▶ TASK REQUIREMENTS:
(1) Answer these questions from the SerpApi gem page:
(a) What Ruby version must already be installed?
(b) Which tool is used to test the infrastructure?
(c) Which values are listed for the tbm parameter?
(2) Reproduce the part of the SerpApi gem page starting at "The following services" and ending at "secret api key.".

----- DOCUMENT TEXT

This Ruby Gem is meant to scrape and parse results from Google, Bing or Baidu using SerpApi.
The following services are provided:
Serp API provides a script builder to get you started quickly.
Feel free to fork this repository to add more backends.
Ruby 2.1+ must be already installed:
$ gem install google_search_results
require 'google_search_results'
client = GoogleSearchResults.new(q: "coffee", serp_api_key: "secret_api_key" )
hash_results = client.get_hash
This example runs a search about "coffee" using your secret api key.
The Serp API service (backend)
- searches on Google using the client: q = "coffee"
- parses the messy HTML responses
- return a standardizes JSON response The Ruby class GoogleSearchResults
- Format the request to Serp API server
- Execute GET http request
- Parse JSON into Ruby Hash using JSON standard library provided by Ruby Et voila..
- How to set SERP API key
- Search API capability
- Example by specification
- Location API
- Search Archive API
- Account API
- Search Google Images
- Search Google News
- Search Google Shopping
- Google Search By Location
- Batch Asynchronous search
The Serp API key can be set globally using a singleton pattern.
GoogleSearchResults.serp_api_key = "secret_api_key"
client = GoogleSearchResults.new(q: "coffee")
The Serp API key can be provided for each client.
client = GoogleSearchResults.new(q: "coffee", serp_api_key: "secret_api_key")
client_params = {
q: "client",
google_domain: "Google Domain",
location: "Location Requested",
device: "desktop|mobile|tablet",
hl: "Google UI Language",
gl: "Google Country",
safe: "Safe Search Flag",
num: "Number of Results",
start: "Pagination Offset",
api_key: "Your SERP API Key", # copy paste from https://serpapi.com/dashboard
tbm: "nws|isch|shop",
tbs: "custom to be search criteria"
async: true|false # allow async
}
# define the search client
client = GoogleSearchResults.new(client_params)
# override an existing parameter
client.params[:location] = "Portland,Oregon,United States"
# search format return as raw html
html_results = client.get_html
# search format returns a Hash
hash_results = client.get_hash
# search as raw JSON format
json_results = client.get_json
(the full documentation)[https://serpapi.com/search-api]
see below for more hands on examples.
We love true open source, continuous integration and Test Drive Development (TDD). We are using RSpec to test our infrastructure around the clock to achieve the best QoS (Quality Of Service).
The directory test/ includes specification/examples.
Set your api key.
export API_KEY="your secret key"
Install RSpec
gem install rspec
To run the test:
rspec test
or if you prefers Rake
rake test
location_list = GoogleSearchResults.new(q: "Austin", limit: 3).get_location
pp location_list
it prints the first 3 location matching Austin (Texas, Texas, Rochester)

----------
----- DATA SECTION

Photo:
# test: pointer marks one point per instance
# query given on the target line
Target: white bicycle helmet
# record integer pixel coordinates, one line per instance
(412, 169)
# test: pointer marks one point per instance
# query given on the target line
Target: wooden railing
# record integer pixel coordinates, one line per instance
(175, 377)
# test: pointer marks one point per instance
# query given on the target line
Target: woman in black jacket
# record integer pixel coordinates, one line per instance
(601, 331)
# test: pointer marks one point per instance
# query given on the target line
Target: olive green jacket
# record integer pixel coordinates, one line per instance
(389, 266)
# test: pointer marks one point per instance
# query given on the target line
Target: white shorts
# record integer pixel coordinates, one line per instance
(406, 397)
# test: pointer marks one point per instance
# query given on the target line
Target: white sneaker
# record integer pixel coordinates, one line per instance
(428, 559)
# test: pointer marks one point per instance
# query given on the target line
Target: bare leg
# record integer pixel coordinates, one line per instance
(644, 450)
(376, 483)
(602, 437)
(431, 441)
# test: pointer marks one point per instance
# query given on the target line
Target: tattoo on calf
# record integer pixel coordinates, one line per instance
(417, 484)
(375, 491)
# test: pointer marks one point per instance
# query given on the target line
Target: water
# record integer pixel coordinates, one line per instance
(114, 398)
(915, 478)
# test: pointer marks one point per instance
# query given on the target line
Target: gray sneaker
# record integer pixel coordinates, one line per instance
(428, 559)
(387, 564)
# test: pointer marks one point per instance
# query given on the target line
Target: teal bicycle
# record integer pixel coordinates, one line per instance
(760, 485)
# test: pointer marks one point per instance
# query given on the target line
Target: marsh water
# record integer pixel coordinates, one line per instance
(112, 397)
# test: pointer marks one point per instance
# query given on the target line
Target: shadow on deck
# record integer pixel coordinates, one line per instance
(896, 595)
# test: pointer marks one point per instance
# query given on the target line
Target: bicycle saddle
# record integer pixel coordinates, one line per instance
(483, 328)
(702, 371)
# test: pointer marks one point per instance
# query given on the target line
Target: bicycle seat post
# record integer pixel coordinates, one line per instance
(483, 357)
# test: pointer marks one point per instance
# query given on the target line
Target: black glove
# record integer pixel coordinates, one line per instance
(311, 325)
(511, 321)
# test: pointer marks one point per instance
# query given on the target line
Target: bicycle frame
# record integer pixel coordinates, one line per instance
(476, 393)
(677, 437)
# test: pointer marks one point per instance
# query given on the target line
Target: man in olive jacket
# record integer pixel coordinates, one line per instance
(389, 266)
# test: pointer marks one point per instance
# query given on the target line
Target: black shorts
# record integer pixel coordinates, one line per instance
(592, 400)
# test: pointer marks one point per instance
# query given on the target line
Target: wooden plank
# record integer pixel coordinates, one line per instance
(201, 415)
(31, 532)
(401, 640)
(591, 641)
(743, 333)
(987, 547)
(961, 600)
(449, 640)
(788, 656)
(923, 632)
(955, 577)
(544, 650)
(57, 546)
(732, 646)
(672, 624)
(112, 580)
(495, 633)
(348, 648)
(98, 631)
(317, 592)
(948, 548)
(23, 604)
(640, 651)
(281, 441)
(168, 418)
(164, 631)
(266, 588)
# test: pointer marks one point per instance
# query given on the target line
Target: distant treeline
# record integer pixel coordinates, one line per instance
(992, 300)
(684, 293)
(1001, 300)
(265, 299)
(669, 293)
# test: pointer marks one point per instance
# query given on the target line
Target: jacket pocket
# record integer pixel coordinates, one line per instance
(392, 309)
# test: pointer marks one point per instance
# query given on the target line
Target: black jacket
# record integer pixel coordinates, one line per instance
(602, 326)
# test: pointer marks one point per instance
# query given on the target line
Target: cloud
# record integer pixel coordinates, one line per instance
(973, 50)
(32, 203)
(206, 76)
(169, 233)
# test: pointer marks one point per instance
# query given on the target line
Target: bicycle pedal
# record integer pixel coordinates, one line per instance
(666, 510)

----------

▶ FULL SOLUTIONS:
(1)
(a) Ruby 2.1+
(b) RSpec
(c) nws, isch and shop

(2)
The following services are provided:
Serp API provides a script builder to get you started quickly.
Feel free to fork this repository to add more backends.
Ruby 2.1+ must be already installed:
$ gem install google_search_results
require 'google_search_results'
client = GoogleSearchResults.new(q: "coffee", serp_api_key: "secret_api_key" )
hash_results = client.get_hash
This example runs a search about "coffee" using your secret api key.